Учебные задания:
A. Выведите из беседы с Евгенией Ивановной Юрцевой дословно всё, начиная со слов «Норильск-лаг. Фото из» и до слов «нас сделали чужими?» включительно.
B. Почему, согласно беседе с Евгенией Ивановной Юрцевой, она не может отдать мать в дом престарелых или инвалидов? Ответьте в одном–трех предложениях.
C. Допишите продолжение беседы с Евгенией Ивановной Юрцевой, начав сразу после последнего вопроса.

Текст упражнения:
-------------------------
Норильск-лаг. Фото из открытых источников
Труд женщин в ИТЛ. Фото из открытых источников
Сейчас мама живет в Красноярском крае, в девяноста километрах от железной дороги. В деревянном бараке с печным отоплением, воду из колодца приходится носить. В начале этого года я поехала туда, сдала ее комнату с кухонькой в поссовет. Положили ее в госпиталь. Врач сказала, что пролежит она три-четыре месяца. Мне ее нужно обязательно забирать к себе. Но положение у меня такое: семья большая, детей у нас трое да внуков шестеро. Муж больной, да и за мной скоро уход нужен будет. Сдать же мать в дом престарелых или инвалидов я не могу. Ведь столько лет мы жили друг без друга. Кто заплатит мне за то, что нас сделали чужими?
Мы помолчали. Затем Евгения Ивановна Юрцева продолжала:
– Обратилась я с просьбой к нашей власти, чтобы маме нашли, выделили комнатку недалеко от нас, мне ведь за ней доходить надо. И вот уже три месяца хожу по кругу. Но все же добилась приема у заместителя председателя облисполкома Александра Федоровича Небеснова, где меня поняли и послали письмо в наш Асбестовский горисполком, адресованное его председателю Пинаеву Юрию Григорьевичу.
– Вы были у Пинаева, Евгения Ивановна, и каков результат?
– Он мне сказал, что она у нас не проживает, жила бы в области – была бы наша, мы бы могли что-то решить. Нужно срочно ее прописать.
– Но ведь ваша мама не по своей воле оказалась в Сибири. Арестовали ее в Свердловской области, полностью восстановили в правах тоже здесь. Разве это не довод?
-------------------------
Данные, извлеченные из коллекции
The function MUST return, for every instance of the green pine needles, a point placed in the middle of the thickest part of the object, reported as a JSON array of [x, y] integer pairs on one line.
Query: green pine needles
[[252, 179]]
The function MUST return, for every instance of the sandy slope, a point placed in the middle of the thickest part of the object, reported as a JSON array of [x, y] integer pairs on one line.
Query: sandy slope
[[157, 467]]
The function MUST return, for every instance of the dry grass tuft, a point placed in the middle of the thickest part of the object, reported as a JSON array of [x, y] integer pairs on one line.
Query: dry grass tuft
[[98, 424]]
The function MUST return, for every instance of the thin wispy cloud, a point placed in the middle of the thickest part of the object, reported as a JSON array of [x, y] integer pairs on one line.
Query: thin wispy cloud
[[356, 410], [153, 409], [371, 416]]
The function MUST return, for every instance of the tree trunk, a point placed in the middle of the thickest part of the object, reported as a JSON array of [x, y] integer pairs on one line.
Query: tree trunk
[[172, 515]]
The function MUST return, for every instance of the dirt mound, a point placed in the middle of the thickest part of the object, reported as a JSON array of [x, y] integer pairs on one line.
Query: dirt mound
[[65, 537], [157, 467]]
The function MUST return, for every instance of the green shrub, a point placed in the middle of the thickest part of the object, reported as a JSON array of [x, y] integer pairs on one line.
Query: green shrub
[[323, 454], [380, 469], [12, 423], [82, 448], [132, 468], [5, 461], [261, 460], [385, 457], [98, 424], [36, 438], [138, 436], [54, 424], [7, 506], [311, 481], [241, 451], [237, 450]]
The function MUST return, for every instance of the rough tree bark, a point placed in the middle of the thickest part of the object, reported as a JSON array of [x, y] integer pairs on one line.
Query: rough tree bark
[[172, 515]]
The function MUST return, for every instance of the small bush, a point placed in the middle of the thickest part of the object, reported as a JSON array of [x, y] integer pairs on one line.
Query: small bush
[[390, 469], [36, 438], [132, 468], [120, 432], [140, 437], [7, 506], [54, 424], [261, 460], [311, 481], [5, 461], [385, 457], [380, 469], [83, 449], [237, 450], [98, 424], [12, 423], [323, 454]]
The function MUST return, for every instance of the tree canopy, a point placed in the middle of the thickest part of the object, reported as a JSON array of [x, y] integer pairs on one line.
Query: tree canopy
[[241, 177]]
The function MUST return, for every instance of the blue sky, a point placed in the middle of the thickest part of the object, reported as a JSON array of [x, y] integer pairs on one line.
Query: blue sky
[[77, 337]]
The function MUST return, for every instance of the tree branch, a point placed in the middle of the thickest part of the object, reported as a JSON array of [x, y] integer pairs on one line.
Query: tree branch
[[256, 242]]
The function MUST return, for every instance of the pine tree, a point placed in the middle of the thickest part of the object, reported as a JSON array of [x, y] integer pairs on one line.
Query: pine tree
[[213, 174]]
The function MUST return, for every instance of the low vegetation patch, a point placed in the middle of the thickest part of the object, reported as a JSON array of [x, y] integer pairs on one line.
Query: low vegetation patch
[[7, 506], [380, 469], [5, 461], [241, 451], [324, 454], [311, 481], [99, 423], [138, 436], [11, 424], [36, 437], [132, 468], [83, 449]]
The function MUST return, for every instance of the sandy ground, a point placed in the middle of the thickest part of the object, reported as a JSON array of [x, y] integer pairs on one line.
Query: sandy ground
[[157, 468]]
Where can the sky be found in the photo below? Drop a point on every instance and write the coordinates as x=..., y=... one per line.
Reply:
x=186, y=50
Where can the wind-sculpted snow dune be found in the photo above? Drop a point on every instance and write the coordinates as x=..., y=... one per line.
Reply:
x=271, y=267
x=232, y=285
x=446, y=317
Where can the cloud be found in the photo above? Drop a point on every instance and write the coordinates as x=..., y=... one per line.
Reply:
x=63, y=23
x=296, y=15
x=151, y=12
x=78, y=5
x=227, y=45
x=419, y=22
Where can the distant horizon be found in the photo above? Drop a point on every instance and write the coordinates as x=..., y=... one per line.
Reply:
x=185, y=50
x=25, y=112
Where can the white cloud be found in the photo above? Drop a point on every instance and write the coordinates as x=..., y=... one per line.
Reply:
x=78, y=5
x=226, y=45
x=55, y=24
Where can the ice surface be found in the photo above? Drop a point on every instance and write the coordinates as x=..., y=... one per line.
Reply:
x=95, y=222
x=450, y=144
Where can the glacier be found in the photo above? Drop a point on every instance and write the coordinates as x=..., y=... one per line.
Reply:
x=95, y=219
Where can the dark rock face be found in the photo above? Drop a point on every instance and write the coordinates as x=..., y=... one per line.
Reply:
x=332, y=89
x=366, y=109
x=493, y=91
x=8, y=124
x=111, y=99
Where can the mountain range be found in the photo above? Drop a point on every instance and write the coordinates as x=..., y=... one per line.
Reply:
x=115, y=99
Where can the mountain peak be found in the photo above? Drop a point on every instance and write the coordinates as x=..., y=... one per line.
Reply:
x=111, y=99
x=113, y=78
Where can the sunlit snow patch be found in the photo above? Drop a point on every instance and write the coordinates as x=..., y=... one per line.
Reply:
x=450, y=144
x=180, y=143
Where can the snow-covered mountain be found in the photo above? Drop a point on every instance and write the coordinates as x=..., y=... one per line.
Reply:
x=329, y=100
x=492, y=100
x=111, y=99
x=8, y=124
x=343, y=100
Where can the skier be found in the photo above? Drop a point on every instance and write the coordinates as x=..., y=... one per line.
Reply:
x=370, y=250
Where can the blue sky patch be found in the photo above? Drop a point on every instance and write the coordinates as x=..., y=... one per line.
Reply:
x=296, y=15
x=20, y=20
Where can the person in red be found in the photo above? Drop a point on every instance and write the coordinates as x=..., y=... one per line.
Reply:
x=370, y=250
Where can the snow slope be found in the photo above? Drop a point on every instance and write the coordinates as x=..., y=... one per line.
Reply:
-------------------------
Ответы по заданиям:
A.
Норильск-лаг. Фото из открытых источников
Труд женщин в ИТЛ. Фото из открытых источников
Сейчас мама живет в Красноярском крае, в девяноста километрах от железной дороги. В деревянном бараке с печным отоплением, воду из колодца приходится носить. В начале этого года я поехала туда, сдала ее комнату с кухонькой в поссовет. Положили ее в госпиталь. Врач сказала, что пролежит она три-четыре месяца. Мне ее нужно обязательно забирать к себе. Но положение у меня такое: семья большая, детей у нас трое да внуков шестеро. Муж больной, да и за мной скоро уход нужен будет. Сдать же мать в дом престарелых или инвалидов я не могу. Ведь столько лет мы жили друг без друга. Кто заплатит мне за то, что нас сделали чужими?

B. Евгения Ивановна не может отдать мать в дом престарелых или инвалидов, потому что они много лет прожили друг без друга.

C.
– Он посоветовал прописать ее к нам в квартиру, она, мол, приедет к дочери, и мы ничего не будем ей предоставлять. Но сколько же можно на нас все сваливать? В конце концов должен когда-то нормально жить человек! И речь ведь не о нас, а о ней. Я хочу, чтобы маме предоставили маленькую комнатку, в которой она могла бы спокойно дожить свою жизнь. Ей просто нужен покой. А уж мы за ней присмотрим.
БАМЛАГ. Фото из открытых источников
Хочу только одного: чтобы моей матери дали почувствовать, что кто-то в нашем государстве все-таки проявил о ней заботу. Пора уже, наверное, возвращать долги, пусть даже не все то, что было отобрано силой. Я понимаю, что сейчас очень тяжелое время, и, может быть, не стоит соваться с такими вопросами в горисполком и везде. Я все понимаю! Одного не пойму – почему моя мать в свои 80 лет, лишенная государством всего на свете, еще должна стоять в очереди на квартиру? Ведь все понимают, что не дождется. Неужели на это и рассчитывают?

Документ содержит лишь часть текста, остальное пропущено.